**Short exercise**.
Copy the items below word for word, starting at the line that contains "In the picture above, where can the ceiling" and continuing through the last line of the items.

**Given data**.
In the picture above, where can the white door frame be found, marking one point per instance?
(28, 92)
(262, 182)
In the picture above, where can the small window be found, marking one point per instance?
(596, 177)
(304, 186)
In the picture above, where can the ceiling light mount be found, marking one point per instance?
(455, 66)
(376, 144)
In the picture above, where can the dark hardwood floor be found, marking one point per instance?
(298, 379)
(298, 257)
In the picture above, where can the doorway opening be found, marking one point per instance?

**Output of the exercise**.
In the picture above, where can the ceiling light mount be found, marking one point per instance?
(455, 66)
(376, 144)
In the picture above, where can the dark hardwood floor be found, marking one point per instance?
(298, 379)
(298, 257)
In the picture above, where can the doorway opening be found, marking one point per instance?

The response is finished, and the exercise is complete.